◆ TASK BRIEF
Starting at the line with "Where can you see the meadow", repeat every line exactly until the records end, including the last one.

== RECORDS SUPPLIED

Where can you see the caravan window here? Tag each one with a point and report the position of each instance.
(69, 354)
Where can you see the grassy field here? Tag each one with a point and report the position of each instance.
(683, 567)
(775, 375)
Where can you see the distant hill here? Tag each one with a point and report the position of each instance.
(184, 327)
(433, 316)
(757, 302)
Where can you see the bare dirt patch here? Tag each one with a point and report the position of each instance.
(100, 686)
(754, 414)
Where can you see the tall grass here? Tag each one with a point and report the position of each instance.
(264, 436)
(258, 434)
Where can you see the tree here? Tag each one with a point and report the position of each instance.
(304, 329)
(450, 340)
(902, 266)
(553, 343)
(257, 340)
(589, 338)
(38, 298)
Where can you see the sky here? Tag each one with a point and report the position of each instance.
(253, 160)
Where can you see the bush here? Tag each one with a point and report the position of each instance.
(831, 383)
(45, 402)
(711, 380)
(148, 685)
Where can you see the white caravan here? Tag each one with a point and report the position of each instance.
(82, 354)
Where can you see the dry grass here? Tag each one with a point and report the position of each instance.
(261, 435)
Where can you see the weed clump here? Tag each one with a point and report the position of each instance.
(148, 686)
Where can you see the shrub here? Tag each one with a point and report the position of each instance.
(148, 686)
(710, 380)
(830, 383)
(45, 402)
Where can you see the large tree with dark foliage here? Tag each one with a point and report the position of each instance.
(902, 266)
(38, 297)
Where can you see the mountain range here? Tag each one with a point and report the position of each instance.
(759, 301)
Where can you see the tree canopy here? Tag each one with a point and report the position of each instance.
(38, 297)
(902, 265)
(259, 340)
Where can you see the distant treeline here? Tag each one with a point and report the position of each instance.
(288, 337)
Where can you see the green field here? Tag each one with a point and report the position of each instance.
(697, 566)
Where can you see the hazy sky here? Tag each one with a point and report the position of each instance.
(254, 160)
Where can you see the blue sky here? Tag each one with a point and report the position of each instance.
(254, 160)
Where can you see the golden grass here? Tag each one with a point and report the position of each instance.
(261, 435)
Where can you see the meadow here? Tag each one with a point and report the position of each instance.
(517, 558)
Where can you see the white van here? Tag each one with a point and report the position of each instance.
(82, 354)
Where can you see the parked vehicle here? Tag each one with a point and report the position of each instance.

====

◆ RESPONSE AREA
Where can you see the meadow here? Tag each one with a point and report the position of each instance.
(517, 558)
Where can you see the white van here? Tag each one with a point and report the position of each instance.
(82, 354)
Where can you see the parked vehicle here? Tag each one with a point and report the position of each instance.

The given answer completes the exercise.